The task » Retype the tail of the data exactly, starting at the line containing "Point out every instance of the empty road" and stopping at the last line.

---------- Records for processing

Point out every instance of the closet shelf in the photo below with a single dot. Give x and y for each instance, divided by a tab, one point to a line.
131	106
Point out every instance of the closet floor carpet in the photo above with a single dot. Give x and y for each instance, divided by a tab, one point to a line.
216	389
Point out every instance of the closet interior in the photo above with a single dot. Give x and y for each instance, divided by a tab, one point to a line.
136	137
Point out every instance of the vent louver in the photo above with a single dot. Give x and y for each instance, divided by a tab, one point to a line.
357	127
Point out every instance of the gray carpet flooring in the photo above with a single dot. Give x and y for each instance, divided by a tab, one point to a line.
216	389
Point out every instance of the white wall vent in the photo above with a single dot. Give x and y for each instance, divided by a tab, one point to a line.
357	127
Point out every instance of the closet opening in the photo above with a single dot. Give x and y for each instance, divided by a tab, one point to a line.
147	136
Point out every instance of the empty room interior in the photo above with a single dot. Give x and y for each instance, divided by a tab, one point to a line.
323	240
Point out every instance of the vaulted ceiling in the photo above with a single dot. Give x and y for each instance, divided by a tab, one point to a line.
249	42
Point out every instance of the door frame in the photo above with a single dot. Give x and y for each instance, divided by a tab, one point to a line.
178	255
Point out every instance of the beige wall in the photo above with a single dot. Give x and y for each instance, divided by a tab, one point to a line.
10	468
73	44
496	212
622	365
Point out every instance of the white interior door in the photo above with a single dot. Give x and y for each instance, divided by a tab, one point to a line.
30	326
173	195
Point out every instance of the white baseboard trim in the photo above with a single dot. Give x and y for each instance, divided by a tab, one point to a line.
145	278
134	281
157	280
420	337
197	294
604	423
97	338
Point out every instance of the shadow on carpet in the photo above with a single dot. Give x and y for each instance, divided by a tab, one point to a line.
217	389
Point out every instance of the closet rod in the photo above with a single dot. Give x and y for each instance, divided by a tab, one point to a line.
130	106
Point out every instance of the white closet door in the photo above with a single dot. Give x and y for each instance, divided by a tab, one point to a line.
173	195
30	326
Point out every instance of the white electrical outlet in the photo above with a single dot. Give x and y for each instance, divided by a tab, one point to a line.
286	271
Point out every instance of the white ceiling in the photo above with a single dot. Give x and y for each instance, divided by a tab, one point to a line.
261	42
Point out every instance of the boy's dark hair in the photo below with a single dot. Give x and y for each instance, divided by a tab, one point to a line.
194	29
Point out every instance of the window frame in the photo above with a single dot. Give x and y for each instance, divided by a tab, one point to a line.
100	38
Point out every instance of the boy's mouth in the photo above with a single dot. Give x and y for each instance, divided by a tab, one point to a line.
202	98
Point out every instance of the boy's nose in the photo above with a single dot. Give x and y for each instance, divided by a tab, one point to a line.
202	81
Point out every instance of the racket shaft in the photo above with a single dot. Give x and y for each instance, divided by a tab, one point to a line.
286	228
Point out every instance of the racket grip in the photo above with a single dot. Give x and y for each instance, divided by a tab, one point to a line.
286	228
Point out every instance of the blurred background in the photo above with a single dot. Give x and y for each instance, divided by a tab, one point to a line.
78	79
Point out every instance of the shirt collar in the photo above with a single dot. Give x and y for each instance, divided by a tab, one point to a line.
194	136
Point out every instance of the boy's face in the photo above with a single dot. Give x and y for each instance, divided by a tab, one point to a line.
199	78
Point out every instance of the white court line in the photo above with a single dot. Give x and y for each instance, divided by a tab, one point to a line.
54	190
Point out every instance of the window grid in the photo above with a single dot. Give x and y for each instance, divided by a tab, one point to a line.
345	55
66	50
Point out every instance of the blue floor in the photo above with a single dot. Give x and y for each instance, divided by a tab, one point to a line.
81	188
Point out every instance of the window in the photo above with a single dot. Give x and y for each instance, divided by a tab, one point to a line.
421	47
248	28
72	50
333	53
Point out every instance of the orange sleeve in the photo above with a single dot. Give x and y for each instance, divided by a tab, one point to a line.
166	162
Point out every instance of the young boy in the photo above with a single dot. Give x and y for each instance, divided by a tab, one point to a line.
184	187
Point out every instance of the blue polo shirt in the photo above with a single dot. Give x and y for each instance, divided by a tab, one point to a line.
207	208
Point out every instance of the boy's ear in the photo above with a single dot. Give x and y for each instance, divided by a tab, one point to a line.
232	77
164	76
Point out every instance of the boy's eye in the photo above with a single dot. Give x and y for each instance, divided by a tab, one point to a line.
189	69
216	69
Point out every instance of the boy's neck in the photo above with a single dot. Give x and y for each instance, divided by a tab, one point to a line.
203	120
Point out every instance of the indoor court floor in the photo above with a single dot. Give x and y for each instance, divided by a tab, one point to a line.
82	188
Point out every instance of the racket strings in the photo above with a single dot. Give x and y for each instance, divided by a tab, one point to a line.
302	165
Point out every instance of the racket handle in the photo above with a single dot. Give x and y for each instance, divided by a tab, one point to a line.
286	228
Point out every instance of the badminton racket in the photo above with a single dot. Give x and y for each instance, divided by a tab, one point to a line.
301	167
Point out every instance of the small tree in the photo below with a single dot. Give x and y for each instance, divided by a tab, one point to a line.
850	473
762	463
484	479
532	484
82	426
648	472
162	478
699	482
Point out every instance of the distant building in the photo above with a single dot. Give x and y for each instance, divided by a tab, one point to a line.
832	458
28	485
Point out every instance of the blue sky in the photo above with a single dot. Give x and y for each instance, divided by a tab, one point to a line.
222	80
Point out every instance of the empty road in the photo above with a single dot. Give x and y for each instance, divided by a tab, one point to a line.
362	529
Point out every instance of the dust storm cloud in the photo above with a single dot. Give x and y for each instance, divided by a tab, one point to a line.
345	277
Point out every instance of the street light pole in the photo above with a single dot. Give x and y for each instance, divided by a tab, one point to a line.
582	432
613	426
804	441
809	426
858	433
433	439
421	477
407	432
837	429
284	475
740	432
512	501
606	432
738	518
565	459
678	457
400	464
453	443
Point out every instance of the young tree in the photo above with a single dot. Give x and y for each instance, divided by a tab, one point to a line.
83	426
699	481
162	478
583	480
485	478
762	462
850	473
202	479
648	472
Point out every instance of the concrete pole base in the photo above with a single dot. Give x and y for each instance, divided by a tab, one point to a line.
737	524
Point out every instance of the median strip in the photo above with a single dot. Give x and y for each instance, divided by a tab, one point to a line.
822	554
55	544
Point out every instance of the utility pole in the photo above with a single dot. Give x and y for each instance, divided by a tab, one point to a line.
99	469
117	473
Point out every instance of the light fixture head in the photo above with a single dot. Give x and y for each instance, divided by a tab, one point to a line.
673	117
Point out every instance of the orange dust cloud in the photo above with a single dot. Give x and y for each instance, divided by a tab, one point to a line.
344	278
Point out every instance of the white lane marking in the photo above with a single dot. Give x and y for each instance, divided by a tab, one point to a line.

--------------------

Output »
Point out every instance of the empty road in the photo above with a single dot. Give x and y for each instance, divided by a tab, one point to a line.
362	529
Point out every instance of the dust storm cloud in the photo above with a single dot. Give x and y for each instance, divided by a tab, one point to a line.
345	277
Point out every instance of the street light pole in the photo above with a single dot. Give x and y for each instance, divided by a tab, one point to a line.
582	432
613	426
804	441
809	426
858	433
433	439
421	477
407	432
837	429
284	475
740	432
512	501
606	432
738	518
565	459
678	457
400	464
453	443
Point out every instance of the young tree in the photo above with a single dot. Give x and y for each instance, divided by a tab, one point to a line.
83	426
699	481
162	478
583	480
485	478
762	462
850	473
202	479
648	472
Point out every instance of the concrete pole base in the photo above with a single dot. Give x and y for each instance, divided by a tab, one point to a line.
737	524
Point out every instance of the median strip in the photo above with a single dot. Give x and y for each instance, divided by a tab, one point to a line.
822	554
55	544
Point out every instance of the utility pole in the photo above with a single dot. Give x and y for each instance, divided by a tab, one point to a line.
99	469
117	473
Point out every instance of the light fixture head in the photo above with a single dot. Give x and y for each instance, divided by a tab, one point to a line.
673	117
Point out every instance of the orange dust cloud in the photo above with a single dot. Give x and y for each instance, divided by a tab, one point to a line.
344	278
Point out every instance of the white lane marking in the photo above with a single dot. Give x and y for each instance, divided by a tab, one point to a line.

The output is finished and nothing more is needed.